Segment Open
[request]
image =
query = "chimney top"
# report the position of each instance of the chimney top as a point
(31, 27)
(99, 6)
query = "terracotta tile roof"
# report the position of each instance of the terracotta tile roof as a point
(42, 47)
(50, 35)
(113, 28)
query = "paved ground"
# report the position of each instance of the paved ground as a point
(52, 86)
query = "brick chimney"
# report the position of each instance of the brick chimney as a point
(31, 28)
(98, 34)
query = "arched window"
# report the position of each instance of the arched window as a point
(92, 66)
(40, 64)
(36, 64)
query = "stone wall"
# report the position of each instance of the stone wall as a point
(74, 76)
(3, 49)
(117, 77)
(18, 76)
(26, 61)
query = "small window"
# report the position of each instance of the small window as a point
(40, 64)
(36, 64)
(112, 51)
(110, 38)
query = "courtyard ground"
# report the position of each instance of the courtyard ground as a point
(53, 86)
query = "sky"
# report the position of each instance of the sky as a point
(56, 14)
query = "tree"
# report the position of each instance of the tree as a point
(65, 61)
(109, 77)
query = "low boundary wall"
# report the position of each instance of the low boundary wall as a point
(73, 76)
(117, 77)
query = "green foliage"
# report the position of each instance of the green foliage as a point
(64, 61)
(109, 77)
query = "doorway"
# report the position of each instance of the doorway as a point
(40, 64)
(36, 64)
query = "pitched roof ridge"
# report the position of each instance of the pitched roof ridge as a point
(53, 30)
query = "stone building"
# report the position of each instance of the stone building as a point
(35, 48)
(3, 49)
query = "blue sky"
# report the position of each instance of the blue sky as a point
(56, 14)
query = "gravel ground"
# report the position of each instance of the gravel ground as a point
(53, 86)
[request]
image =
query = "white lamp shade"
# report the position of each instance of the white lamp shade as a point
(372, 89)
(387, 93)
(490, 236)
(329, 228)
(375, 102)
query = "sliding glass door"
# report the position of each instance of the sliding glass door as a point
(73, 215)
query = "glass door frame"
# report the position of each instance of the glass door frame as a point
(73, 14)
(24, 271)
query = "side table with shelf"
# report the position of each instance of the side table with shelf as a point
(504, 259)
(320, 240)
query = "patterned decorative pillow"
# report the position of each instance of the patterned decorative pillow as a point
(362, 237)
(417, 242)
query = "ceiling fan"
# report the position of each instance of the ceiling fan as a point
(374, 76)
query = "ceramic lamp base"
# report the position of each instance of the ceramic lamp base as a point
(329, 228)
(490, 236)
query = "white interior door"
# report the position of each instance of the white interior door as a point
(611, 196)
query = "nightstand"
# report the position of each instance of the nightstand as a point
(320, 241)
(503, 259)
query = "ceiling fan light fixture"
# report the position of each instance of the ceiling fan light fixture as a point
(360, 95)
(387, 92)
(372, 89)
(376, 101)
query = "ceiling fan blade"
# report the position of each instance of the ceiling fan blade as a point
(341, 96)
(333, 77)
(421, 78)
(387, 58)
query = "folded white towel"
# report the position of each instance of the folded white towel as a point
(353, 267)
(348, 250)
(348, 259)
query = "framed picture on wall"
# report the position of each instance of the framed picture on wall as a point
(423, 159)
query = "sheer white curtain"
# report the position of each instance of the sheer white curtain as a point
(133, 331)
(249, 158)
Segment Closed
Segment Open
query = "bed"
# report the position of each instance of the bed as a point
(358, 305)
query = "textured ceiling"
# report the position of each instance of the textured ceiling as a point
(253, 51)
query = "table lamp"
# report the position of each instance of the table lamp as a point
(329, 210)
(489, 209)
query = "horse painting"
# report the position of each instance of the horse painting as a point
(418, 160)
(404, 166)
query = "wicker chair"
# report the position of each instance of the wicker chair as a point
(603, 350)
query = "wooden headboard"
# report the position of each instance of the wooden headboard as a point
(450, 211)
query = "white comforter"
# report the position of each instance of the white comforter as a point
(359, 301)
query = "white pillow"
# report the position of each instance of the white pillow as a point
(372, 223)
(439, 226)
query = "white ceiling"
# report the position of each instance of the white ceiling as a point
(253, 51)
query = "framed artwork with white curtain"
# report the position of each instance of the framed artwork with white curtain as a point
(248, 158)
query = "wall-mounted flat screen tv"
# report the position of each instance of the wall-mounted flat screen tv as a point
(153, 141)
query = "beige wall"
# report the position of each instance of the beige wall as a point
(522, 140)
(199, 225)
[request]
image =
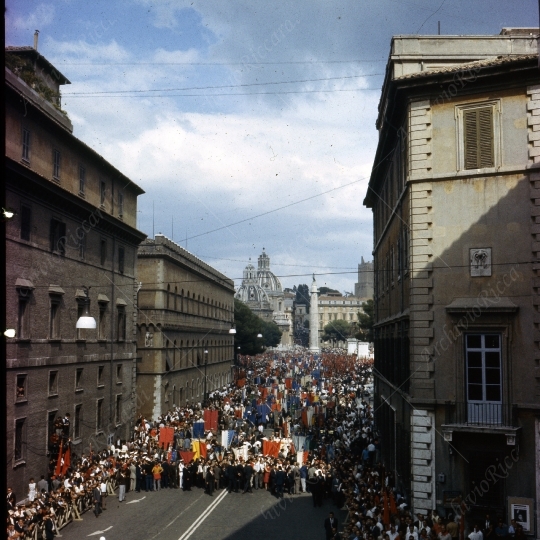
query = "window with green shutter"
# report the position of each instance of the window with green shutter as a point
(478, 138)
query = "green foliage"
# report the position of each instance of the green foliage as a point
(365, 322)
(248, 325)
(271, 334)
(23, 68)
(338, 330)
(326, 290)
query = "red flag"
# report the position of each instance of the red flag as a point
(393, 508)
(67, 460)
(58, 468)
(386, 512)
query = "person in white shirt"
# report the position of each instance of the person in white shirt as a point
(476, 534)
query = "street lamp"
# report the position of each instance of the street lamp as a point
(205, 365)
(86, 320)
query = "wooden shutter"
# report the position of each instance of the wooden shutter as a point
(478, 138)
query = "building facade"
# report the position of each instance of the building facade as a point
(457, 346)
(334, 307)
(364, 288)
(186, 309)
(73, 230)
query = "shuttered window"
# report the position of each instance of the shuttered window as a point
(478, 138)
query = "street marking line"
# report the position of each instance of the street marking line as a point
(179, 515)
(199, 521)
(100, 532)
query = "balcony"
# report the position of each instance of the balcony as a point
Segment Closed
Segment Open
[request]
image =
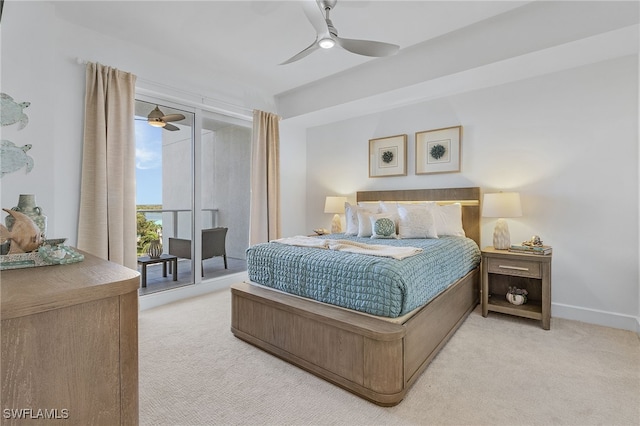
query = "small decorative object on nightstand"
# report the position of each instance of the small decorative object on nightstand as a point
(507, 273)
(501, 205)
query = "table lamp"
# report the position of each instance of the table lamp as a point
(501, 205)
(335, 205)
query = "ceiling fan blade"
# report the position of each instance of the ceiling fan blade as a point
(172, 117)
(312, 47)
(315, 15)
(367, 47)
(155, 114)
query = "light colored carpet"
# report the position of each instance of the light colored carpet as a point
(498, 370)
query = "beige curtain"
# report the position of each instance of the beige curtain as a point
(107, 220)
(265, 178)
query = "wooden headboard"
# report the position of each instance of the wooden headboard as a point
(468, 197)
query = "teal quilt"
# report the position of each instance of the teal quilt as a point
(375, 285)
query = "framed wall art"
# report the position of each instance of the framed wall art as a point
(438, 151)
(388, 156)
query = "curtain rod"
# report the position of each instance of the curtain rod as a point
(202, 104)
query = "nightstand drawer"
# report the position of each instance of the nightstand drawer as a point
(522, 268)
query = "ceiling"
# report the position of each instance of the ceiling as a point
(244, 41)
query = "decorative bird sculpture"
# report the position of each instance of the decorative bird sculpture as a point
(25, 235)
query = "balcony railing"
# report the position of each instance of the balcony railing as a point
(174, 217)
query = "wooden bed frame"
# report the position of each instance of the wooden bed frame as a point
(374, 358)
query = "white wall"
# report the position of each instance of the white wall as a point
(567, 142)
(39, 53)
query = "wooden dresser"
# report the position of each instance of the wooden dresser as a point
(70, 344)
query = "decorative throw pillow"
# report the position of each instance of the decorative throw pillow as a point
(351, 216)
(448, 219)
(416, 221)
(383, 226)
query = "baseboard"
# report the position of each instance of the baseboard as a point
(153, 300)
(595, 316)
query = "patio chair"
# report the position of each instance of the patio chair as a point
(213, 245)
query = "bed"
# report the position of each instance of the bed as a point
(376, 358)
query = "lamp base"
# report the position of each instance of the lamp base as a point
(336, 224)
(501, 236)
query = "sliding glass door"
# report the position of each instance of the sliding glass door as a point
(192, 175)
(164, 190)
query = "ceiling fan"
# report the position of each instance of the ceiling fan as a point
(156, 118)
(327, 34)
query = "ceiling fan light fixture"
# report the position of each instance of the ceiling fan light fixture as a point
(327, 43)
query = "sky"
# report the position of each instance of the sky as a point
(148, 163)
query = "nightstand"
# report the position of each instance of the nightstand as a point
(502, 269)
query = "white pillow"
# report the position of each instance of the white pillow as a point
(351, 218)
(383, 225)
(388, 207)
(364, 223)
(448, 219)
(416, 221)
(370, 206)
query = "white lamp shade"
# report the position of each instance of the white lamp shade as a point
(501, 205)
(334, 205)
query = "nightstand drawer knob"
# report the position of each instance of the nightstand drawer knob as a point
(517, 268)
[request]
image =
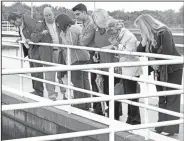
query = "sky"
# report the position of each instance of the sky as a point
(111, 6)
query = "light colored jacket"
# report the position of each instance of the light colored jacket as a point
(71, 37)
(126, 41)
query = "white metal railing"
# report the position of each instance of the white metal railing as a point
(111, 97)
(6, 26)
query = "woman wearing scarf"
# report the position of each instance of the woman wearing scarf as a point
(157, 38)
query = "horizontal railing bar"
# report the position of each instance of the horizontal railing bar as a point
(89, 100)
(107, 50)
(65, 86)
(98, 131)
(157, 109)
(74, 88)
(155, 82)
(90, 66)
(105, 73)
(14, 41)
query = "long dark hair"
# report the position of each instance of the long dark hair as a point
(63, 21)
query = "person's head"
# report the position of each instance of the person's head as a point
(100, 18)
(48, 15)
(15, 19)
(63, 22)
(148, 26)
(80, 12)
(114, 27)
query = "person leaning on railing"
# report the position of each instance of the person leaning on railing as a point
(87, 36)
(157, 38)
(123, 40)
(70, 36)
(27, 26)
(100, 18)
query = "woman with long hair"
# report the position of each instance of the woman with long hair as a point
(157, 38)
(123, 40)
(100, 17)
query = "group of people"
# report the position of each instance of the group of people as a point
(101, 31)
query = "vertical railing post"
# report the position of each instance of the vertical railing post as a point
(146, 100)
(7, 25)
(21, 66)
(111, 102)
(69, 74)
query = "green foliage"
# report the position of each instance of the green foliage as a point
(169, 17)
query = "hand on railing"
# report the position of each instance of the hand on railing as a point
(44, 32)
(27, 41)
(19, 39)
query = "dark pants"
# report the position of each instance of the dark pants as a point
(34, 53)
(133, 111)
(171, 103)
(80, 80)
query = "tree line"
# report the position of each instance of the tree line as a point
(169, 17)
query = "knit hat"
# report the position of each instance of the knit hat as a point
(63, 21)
Segment Closed
* _EXERCISE_: Transcribe the records above exactly, beginning at the line that contains "# report the position of each instance of the building" and ending with the line that contains "# report the position of each instance of the balcony as", both included, and nothing else.

* _PROBLEM SOLUTION_:
# report the position of each instance of the building facade as a point
(457, 346)
(334, 307)
(364, 288)
(186, 309)
(73, 230)
query = "shuttered window"
# report the position of each instance of the shuttered window as a point
(478, 138)
query = "street marking line"
# report the position of each instance of the street marking line as a point
(179, 515)
(199, 521)
(100, 532)
query = "balcony"
# report the position of each instance of the balcony as a point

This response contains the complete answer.